Task instructions: Here the job is to restate every entry word for word.

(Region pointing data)
_ _ _ _ _

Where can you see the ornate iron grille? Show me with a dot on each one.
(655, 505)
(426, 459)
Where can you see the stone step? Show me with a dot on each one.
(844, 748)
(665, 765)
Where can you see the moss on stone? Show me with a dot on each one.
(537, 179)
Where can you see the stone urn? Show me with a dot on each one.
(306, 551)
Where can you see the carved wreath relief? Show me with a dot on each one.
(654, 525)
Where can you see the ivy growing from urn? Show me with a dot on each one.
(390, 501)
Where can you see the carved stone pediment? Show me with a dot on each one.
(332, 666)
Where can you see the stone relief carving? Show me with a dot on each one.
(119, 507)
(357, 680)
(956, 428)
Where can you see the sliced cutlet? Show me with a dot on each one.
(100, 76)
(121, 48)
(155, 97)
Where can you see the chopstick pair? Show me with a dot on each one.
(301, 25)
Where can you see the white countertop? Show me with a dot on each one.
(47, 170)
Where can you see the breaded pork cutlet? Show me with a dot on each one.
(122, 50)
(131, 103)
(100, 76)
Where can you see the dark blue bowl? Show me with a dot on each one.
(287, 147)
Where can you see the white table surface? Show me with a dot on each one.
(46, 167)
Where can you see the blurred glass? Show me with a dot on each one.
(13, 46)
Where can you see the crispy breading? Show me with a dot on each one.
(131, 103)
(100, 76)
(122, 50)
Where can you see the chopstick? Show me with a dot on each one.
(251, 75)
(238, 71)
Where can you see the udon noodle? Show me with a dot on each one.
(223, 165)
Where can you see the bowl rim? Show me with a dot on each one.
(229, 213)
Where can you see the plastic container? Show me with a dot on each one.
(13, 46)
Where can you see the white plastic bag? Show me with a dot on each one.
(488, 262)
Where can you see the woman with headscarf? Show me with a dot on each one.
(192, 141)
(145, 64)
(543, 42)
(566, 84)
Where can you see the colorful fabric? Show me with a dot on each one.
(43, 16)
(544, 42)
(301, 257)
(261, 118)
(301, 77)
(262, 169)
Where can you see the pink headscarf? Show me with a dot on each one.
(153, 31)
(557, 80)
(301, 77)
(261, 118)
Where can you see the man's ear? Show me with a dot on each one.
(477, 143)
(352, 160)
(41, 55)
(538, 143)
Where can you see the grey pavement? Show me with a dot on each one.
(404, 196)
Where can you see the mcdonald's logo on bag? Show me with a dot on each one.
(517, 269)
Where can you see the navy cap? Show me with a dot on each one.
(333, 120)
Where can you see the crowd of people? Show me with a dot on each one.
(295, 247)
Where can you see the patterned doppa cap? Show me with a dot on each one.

_ _ _ _ _

Response:
Where can you see the ornate iron grille? Show me with a dot on each one.
(655, 505)
(426, 459)
Where can you see the stone step? Show me with a dot on each one.
(844, 748)
(665, 765)
Where can you see the moss on stone? Show me with a dot on each one.
(537, 179)
Where can you see the stone urn? Show me with a dot on each one.
(306, 551)
Where can you see the carved wreath relief? Show me with a dot on each one.
(654, 525)
Where can you see the ivy growing from urn? Show me with a dot on each one.
(390, 501)
Where can you see the carved stone pediment? Show me with a dot on each one.
(332, 666)
Where can you see the stone relief carving? Show me with a dot on each one.
(119, 507)
(357, 680)
(956, 428)
Where can you see the sliced cutlet? Show me with a dot on each one.
(100, 76)
(121, 48)
(155, 97)
Where can you see the chopstick pair? Show me with a dot on each one.
(301, 25)
Where can you see the white countertop? Show me with a dot on each one.
(47, 170)
Where can you see the breaded pork cutlet? Show me with a dot on each one.
(122, 50)
(131, 103)
(100, 76)
Where can you see the dark blue bowl? Show me with a dot on each one.
(287, 147)
Where can you see the white table surface? Show me with a dot on each one.
(46, 167)
Where can you see the blurred glass? Show me with a dot on each one.
(13, 46)
Where can you see the crispy breading? Show me with a dot on each one.
(131, 103)
(100, 76)
(122, 50)
Where can you see the chopstick? Show me with a dot on each one.
(251, 75)
(238, 71)
Where can you see the udon noodle? Show me with a dot on each one.
(223, 165)
Where can you see the bowl rim? Show me with a dot on each one.
(229, 213)
Where can you see the plastic container? Show me with a dot on each one.
(13, 46)
Where can you see the white plastic bag? Show me with a dot on each one.
(488, 262)
Where can you see the woman with headscarf? Show me with a dot on each one.
(192, 141)
(145, 64)
(543, 42)
(566, 84)
Where can you see the colorful fabric? Show me with a dot on each one.
(43, 16)
(544, 42)
(301, 257)
(261, 118)
(301, 77)
(262, 169)
Where can you see the pink headscarf? Show me with a dot on each one.
(153, 31)
(557, 80)
(301, 77)
(261, 118)
Where can you see the man's ear? Show me with a dot on each one.
(477, 143)
(352, 160)
(41, 55)
(538, 143)
Where can you see the grey pavement? Show me with a dot on each one.
(404, 196)
Where can you see the mcdonald's logo on bag? Show me with a dot on each one.
(517, 269)
Where can you see the navy cap? Show me with a dot on each one.
(333, 120)
Where can you see the crowd of people? Show me with a dot on each one.
(295, 247)
Where can you see the patterned doppa cap? Show me with a dot on each one.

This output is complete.